**Problems to solve**.
[a] Using the amdgpu patch thread below, decide whether each statement agrees with it. Answer yes or no for each, and quote the words from the thread that decide it. (i) On GFX943, the new flags cause caches to be avoided on non-local memory. (ii) On all other ASICs, the new flags work differently from the equivalent COHERENT flags. (iii) The reviewer asks for the new flag to be added to the list of coherence-related flags copied in amdgpu_dma_buf_create_obj.
[b] Extend the amdgpu patch thread below, starting right after its final sentence.

**Source excerpt**.
-.-.-

Re: [PATCH v3] drm/amdgpu: Add EXT_COHERENCE memory allocation flags

2023-07-27 Thread Felix Kuehling
In amdgpu_dma_buf_create_obj we copy the coherence-related flags to the 
SG BO that's used to attach the BO to the importer device. You need to 
add the new flag to the list.


Some more nit-picks inline.

Am 2023-07-26 um 09:34 schrieb David Francis:

These flags (for GEM and SVM allocations) allocate
memory that allows for system-scope atomic semantics.

On GFX943 these flags cause caches to be avoided on
non-local memory.

On all other ASICs they are identical in functionality to the
equivalent COHERENT flags.

-.-.-

**Items**.
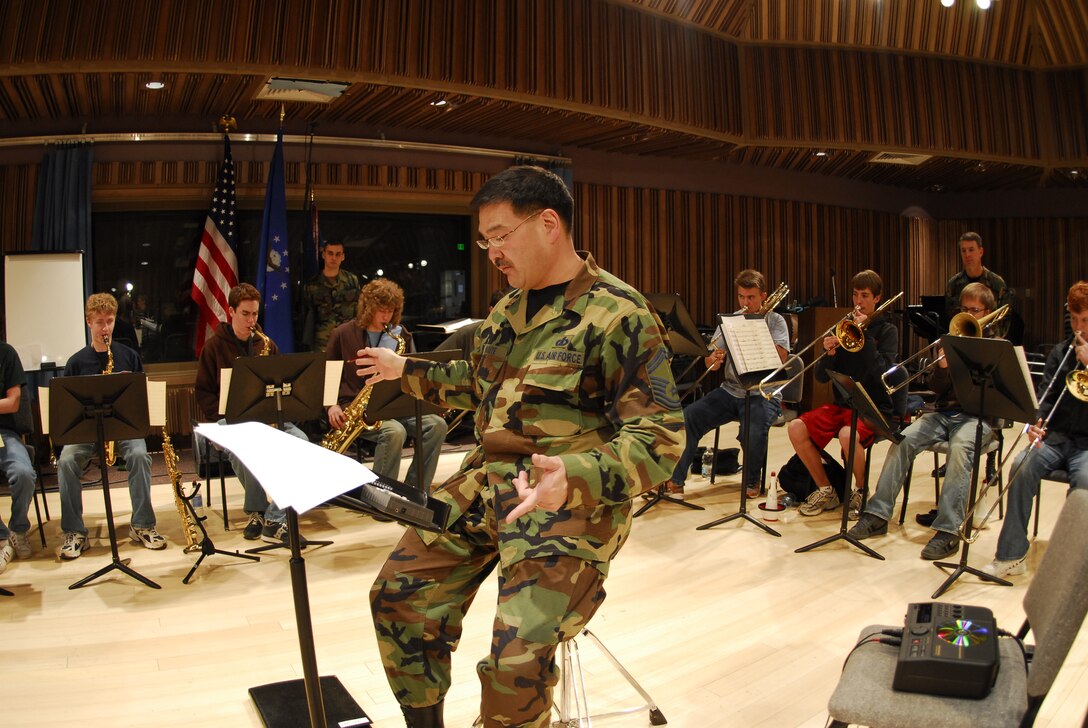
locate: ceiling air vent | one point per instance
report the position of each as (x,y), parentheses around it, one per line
(300,89)
(899,158)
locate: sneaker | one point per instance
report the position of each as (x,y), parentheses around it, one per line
(942,544)
(926,519)
(147,538)
(252,530)
(274,532)
(854,510)
(74,545)
(868,526)
(21,544)
(1002,569)
(819,501)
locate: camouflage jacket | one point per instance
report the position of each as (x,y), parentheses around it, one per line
(588,379)
(328,304)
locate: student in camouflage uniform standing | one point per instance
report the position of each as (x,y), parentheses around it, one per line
(329,298)
(576,414)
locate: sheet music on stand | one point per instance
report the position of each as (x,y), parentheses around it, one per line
(750,343)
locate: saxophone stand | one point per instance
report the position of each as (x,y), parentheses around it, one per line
(856,398)
(207,547)
(261,386)
(101,408)
(989,383)
(742,511)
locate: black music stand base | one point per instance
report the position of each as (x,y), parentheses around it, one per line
(659,494)
(207,547)
(283,704)
(742,513)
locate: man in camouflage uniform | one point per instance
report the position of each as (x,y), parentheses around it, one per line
(576,414)
(329,298)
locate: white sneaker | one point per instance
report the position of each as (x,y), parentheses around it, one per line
(1002,569)
(147,538)
(21,544)
(7,554)
(74,545)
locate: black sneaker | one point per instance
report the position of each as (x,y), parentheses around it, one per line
(252,530)
(942,544)
(926,519)
(868,526)
(274,532)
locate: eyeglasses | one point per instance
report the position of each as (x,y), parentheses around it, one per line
(498,241)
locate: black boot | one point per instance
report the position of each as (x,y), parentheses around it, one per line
(423,717)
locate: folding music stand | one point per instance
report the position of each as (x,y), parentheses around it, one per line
(272,390)
(861,406)
(97,409)
(991,382)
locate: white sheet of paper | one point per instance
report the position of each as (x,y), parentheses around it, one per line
(224,386)
(333,371)
(294,472)
(44,408)
(157,404)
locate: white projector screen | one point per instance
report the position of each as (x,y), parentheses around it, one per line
(44,306)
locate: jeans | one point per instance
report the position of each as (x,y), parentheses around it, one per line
(20,474)
(957,429)
(256,501)
(717,408)
(70,467)
(1054,453)
(390,440)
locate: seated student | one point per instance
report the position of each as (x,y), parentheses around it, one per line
(101,311)
(815,429)
(240,336)
(15,461)
(376,322)
(1063,445)
(948,423)
(726,404)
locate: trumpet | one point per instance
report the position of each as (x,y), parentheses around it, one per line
(962,324)
(1076,384)
(851,337)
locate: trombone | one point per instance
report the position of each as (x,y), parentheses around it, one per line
(851,337)
(962,324)
(1076,383)
(769,305)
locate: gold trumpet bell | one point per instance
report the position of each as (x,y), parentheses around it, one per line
(1076,382)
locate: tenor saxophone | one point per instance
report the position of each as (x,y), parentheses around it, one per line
(355,422)
(188,525)
(111,447)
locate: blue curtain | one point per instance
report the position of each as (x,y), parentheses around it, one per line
(62,209)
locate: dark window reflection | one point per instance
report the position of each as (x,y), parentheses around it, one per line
(146,259)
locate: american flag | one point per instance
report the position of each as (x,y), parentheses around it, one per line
(217,270)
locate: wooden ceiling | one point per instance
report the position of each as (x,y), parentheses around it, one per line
(997,99)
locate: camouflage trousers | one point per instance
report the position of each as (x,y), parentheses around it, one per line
(421,595)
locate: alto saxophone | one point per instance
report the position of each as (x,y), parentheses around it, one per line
(355,422)
(188,525)
(111,447)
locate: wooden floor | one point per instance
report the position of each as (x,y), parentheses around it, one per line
(726,627)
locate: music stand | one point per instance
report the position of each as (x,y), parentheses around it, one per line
(989,381)
(861,406)
(98,408)
(271,390)
(274,390)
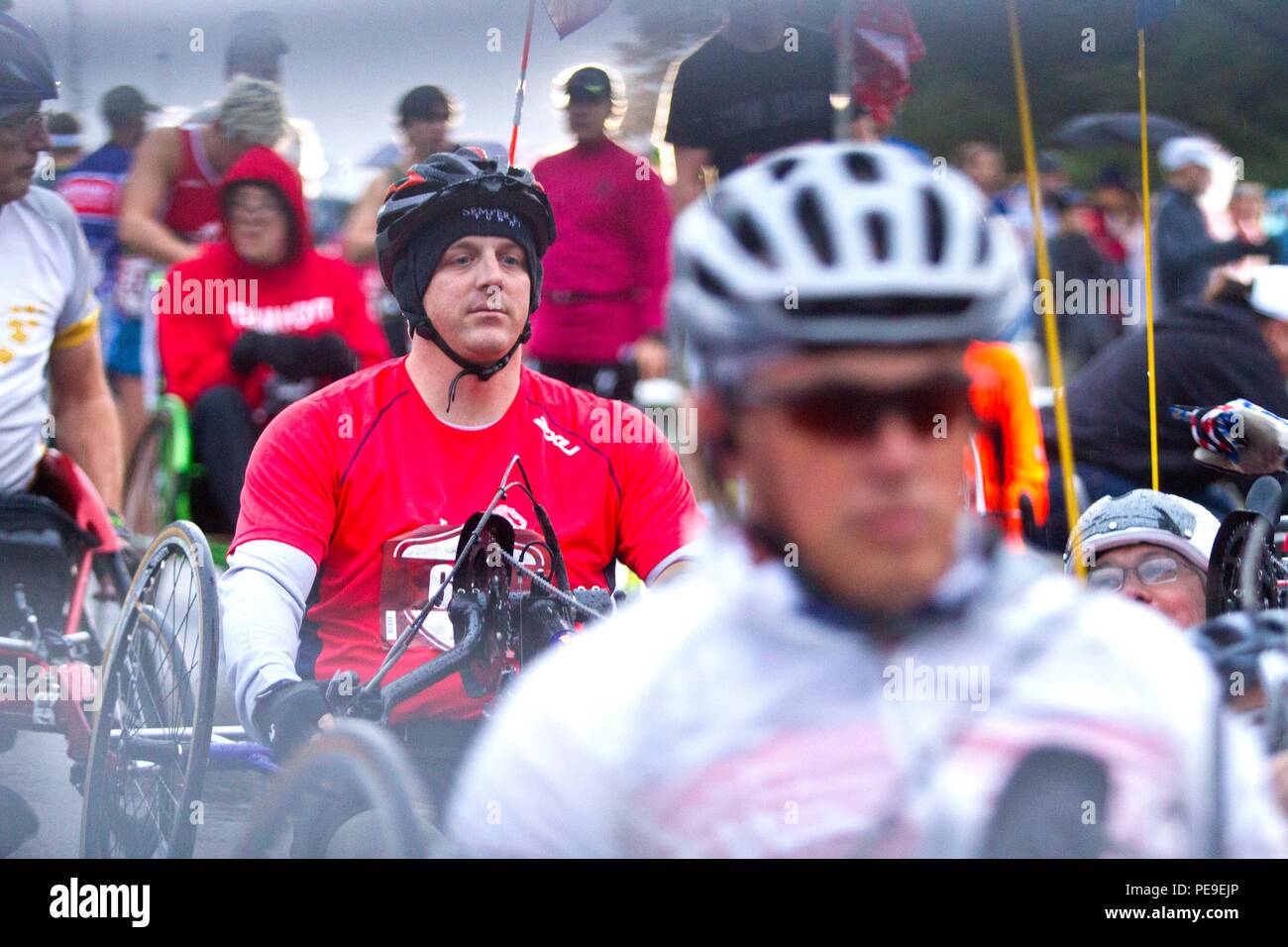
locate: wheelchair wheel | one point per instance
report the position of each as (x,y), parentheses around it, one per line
(151,733)
(153,479)
(355,771)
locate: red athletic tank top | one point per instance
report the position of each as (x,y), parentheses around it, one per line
(193,211)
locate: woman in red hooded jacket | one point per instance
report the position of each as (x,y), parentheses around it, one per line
(257,321)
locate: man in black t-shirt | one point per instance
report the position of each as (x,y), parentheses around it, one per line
(758,85)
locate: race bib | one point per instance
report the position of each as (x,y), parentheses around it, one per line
(415,564)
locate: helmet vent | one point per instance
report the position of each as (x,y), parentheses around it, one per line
(709,282)
(879,232)
(751,239)
(861,166)
(809,213)
(782,167)
(934,224)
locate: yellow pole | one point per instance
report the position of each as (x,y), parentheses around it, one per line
(1052,333)
(1149,263)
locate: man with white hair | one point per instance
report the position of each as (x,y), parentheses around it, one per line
(170,208)
(1186,252)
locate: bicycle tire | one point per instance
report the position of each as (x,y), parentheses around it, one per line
(351,768)
(140,656)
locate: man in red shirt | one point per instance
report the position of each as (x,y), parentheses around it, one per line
(347,480)
(600,321)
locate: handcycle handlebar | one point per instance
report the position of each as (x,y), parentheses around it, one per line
(532,621)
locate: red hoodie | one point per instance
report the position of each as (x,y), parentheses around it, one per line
(206,303)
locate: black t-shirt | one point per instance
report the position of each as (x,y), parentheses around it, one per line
(742,105)
(1206,356)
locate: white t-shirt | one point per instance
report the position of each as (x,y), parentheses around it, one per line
(47,302)
(717,718)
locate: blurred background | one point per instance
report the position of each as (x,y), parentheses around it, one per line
(349,60)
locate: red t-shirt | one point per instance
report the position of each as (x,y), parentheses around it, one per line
(343,472)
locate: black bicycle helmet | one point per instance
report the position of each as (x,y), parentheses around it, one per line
(441,184)
(26,69)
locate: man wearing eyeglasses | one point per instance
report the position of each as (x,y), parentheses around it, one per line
(1150,547)
(48,311)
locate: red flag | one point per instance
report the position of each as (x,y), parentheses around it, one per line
(570,16)
(887,43)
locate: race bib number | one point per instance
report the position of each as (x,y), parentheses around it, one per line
(416,564)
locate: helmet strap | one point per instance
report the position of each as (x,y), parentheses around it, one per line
(423,326)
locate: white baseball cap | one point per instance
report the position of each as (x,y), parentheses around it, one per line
(1269,292)
(1188,151)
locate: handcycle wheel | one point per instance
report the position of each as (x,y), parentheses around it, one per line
(1224,589)
(151,733)
(356,767)
(151,482)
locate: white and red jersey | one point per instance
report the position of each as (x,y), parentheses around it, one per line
(728,715)
(355,474)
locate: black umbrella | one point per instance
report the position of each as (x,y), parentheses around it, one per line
(1119,129)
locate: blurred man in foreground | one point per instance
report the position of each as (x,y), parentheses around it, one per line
(818,685)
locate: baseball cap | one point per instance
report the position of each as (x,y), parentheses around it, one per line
(424,103)
(1179,153)
(1269,292)
(589,82)
(124,103)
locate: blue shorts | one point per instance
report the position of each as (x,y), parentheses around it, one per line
(127,354)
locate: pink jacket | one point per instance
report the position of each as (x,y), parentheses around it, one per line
(605,273)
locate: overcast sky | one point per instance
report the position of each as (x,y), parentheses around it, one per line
(349,59)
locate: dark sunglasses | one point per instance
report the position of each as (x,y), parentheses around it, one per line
(854,412)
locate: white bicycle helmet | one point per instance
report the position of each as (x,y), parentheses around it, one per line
(841,244)
(1145,515)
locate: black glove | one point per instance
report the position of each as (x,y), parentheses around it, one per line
(290,715)
(248,352)
(288,356)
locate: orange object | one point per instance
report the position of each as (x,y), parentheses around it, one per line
(1012,454)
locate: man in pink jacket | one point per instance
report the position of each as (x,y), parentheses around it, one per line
(599,325)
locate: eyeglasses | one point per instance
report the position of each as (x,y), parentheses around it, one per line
(854,412)
(1158,571)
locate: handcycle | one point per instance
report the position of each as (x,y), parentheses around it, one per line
(155,738)
(163,482)
(496,629)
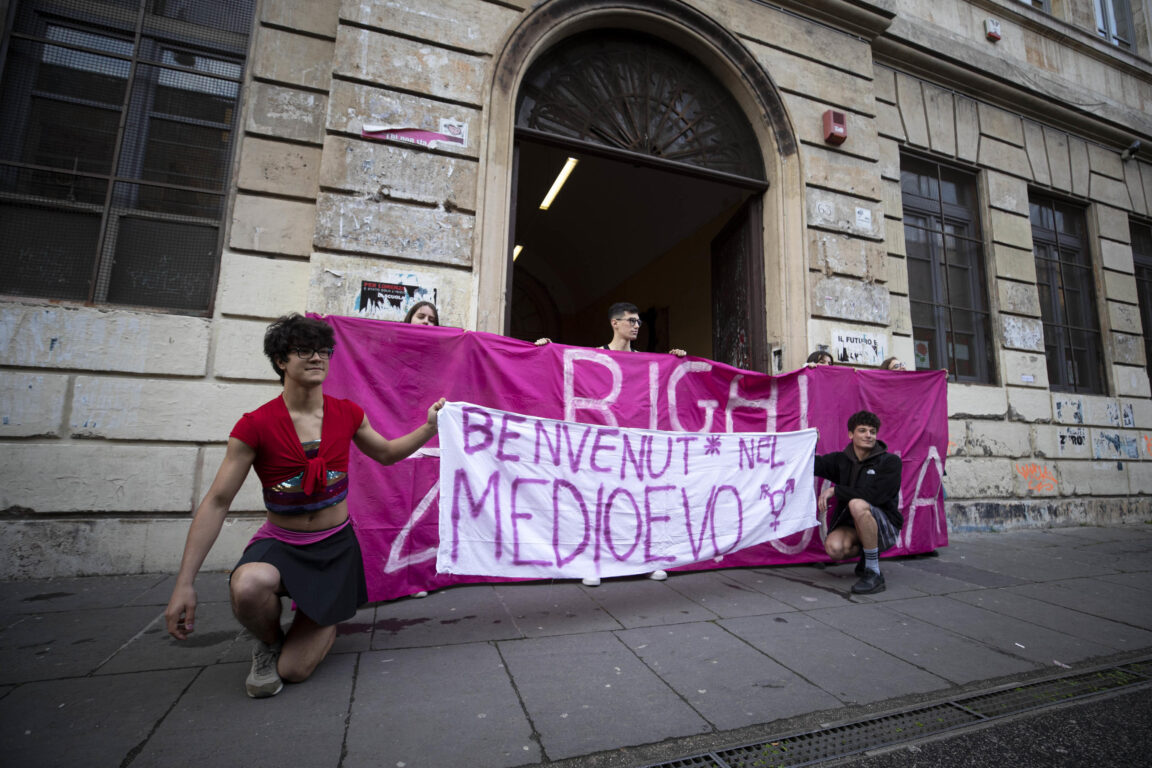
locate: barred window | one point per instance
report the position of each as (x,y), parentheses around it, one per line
(120,119)
(1067,284)
(1114,22)
(947,288)
(1142,259)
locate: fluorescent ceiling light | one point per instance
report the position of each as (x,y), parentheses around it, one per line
(560,182)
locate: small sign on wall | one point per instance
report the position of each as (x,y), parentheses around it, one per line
(858,347)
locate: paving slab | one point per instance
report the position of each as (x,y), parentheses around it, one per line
(471,613)
(555,608)
(644,602)
(724,678)
(1003,633)
(437,707)
(726,594)
(948,655)
(85,721)
(50,595)
(67,644)
(589,692)
(818,652)
(793,590)
(214,723)
(1097,598)
(1114,635)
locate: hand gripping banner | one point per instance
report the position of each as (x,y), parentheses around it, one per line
(523,496)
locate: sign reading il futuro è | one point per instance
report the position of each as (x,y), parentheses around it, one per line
(563,462)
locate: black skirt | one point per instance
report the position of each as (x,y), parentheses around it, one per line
(325,579)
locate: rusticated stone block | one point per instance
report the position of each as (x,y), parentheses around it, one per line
(941,118)
(103,340)
(286,112)
(1059,159)
(976,401)
(31,404)
(293,59)
(385,228)
(1022,333)
(279,167)
(258,287)
(97,477)
(272,225)
(409,66)
(355,105)
(468,24)
(315,16)
(161,409)
(389,172)
(1007,158)
(1018,298)
(842,213)
(850,299)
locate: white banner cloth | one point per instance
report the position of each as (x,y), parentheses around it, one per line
(530,497)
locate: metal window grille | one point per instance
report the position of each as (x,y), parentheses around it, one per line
(120,120)
(1066,281)
(947,288)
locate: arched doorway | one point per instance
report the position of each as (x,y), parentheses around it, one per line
(779,222)
(661,207)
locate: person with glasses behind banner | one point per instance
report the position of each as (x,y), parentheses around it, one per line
(626,325)
(307,549)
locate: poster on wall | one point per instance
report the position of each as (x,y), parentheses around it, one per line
(391,301)
(858,347)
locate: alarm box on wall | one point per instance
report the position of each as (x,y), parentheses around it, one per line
(835,127)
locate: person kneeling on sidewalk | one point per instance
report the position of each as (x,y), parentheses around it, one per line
(866,488)
(298,445)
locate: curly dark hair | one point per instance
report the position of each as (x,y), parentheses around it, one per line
(866,418)
(295,331)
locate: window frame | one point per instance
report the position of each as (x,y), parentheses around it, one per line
(1052,276)
(129,188)
(950,217)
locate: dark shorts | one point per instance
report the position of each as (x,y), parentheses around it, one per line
(886,532)
(325,579)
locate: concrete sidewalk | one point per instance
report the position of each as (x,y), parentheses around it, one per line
(628,674)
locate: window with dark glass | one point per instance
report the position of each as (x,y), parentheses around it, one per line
(1114,22)
(1067,284)
(947,288)
(1142,259)
(120,119)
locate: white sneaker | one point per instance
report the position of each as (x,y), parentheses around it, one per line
(264,679)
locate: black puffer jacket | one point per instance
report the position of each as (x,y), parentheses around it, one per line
(876,479)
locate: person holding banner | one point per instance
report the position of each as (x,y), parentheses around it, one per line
(866,488)
(307,549)
(624,319)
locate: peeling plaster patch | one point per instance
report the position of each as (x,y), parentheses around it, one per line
(1069,410)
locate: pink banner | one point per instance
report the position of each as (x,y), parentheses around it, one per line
(395,371)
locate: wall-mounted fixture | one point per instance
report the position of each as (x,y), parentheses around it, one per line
(835,127)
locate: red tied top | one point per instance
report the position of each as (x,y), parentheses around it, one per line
(279,454)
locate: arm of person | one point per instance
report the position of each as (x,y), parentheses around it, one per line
(180,615)
(388,451)
(884,487)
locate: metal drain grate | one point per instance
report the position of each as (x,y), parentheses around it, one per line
(847,739)
(853,738)
(1041,694)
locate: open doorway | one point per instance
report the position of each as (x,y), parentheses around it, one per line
(619,229)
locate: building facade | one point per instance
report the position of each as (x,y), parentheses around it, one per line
(962,184)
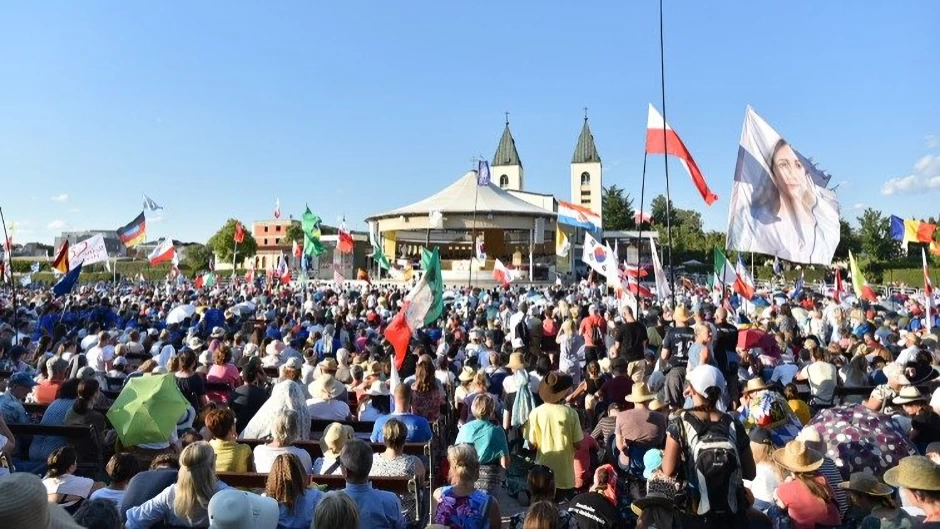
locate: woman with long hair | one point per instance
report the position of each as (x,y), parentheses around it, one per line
(287,483)
(427,396)
(186,502)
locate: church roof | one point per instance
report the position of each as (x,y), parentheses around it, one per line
(459,197)
(506,153)
(586,151)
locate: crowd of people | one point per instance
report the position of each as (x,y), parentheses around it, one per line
(592,409)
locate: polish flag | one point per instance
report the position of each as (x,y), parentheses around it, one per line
(674,146)
(743,284)
(163,252)
(502,274)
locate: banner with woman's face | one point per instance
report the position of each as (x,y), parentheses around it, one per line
(779,201)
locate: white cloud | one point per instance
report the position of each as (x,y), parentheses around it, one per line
(900,185)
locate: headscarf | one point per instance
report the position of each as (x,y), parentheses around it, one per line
(286,395)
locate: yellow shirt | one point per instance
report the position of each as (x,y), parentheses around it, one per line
(231,456)
(553,429)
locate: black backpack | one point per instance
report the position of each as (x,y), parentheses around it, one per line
(713,463)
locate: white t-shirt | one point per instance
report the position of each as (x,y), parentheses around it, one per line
(98,357)
(265,456)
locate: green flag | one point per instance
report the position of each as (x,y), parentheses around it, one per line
(310,224)
(431,263)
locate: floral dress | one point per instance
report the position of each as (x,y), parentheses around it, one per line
(468,512)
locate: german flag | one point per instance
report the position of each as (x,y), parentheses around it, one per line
(134,232)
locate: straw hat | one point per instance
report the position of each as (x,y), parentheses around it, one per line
(914,472)
(909,394)
(797,458)
(866,484)
(466,374)
(326,387)
(640,393)
(334,439)
(755,384)
(23,503)
(554,387)
(516,361)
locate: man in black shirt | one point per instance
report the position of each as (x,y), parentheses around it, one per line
(675,353)
(630,341)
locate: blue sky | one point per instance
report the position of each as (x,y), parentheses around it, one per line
(216,108)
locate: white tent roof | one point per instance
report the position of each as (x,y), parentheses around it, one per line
(459,198)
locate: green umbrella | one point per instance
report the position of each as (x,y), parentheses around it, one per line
(147,410)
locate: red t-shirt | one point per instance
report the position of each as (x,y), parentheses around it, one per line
(807,510)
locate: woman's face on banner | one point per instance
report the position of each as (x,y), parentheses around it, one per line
(789,172)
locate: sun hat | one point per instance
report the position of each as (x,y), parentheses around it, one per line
(795,456)
(554,387)
(466,374)
(866,484)
(23,503)
(914,472)
(334,439)
(640,393)
(326,387)
(237,509)
(516,361)
(908,395)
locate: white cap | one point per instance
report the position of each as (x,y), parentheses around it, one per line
(235,509)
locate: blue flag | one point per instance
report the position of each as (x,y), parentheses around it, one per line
(897,228)
(67,283)
(483,173)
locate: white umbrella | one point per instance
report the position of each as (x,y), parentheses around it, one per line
(178,314)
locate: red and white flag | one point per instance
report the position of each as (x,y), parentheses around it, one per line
(410,318)
(502,274)
(669,143)
(163,252)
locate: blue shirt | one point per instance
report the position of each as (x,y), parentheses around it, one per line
(419,429)
(378,509)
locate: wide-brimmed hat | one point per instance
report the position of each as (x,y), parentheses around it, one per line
(755,384)
(516,361)
(795,456)
(914,472)
(554,387)
(237,509)
(909,394)
(640,393)
(466,374)
(23,503)
(326,387)
(334,439)
(866,484)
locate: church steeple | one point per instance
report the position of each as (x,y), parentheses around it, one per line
(585,151)
(506,164)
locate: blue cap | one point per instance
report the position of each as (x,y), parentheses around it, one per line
(22,379)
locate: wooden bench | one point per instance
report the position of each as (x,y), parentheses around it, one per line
(313,447)
(78,436)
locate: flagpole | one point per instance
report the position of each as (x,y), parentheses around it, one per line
(8,256)
(662,77)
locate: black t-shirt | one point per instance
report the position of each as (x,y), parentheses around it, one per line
(594,511)
(631,336)
(678,340)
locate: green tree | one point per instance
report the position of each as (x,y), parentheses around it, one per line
(223,243)
(874,235)
(197,257)
(617,208)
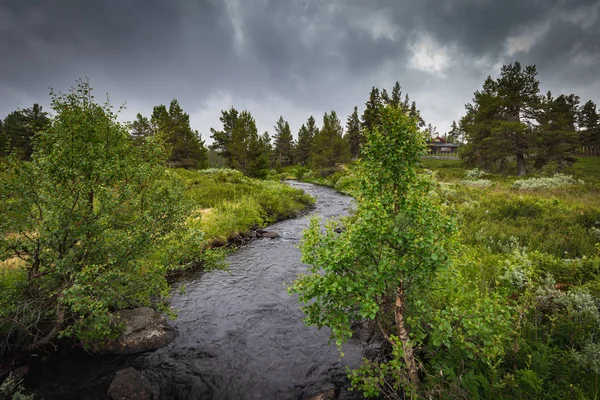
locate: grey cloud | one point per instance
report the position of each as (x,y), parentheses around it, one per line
(316,55)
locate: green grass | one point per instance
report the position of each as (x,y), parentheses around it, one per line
(586,168)
(228,204)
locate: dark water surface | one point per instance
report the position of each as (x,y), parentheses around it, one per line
(240,335)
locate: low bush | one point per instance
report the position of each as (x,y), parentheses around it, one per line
(554,182)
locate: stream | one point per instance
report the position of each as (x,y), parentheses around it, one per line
(240,335)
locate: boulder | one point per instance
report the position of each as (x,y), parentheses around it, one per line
(18,374)
(145,330)
(331,394)
(270,234)
(129,383)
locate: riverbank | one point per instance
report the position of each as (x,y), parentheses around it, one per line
(240,335)
(226,207)
(527,262)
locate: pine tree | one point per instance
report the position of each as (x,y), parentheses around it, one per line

-.-.-

**Task-by-task answers**.
[a]
(i) Yes: "On GFX943 these flags cause caches to be avoided on non-local memory."
(ii) No: "On all other ASICs they are identical in functionality to the equivalent COHERENT flags."
(iii) Yes: "You need to add the new flag to the list."

[b]
Corresponding Thunk patch is at
https://github.com/RadeonOpenCompute/ROCT-Thunk-Interface/pull/88

Signed-off-by: David Francis 
---
  drivers/gpu/drm/amd/amdgpu/amdgpu_amdkfd_gpuvm.c |  2 ++
  drivers/gpu/drm/amd/amdgpu/gmc_v10_0.c   |  1 +
  drivers/gpu/drm/amd/amdgpu/gmc_v11_0.c   |  1 +
  drivers/gpu/drm/amd/amdgpu/gmc_v9_0.c|  5 -
  drivers/gpu/drm/amd/amdkfd/kfd_svm.c | 10 +-
  include/uapi/drm/amdgpu_drm.h|  7 +++
  include/uapi/linux/kfd_ioctl.h   |  3 +++
  7 files changed, 27 insertions(+), 2 deletions(-)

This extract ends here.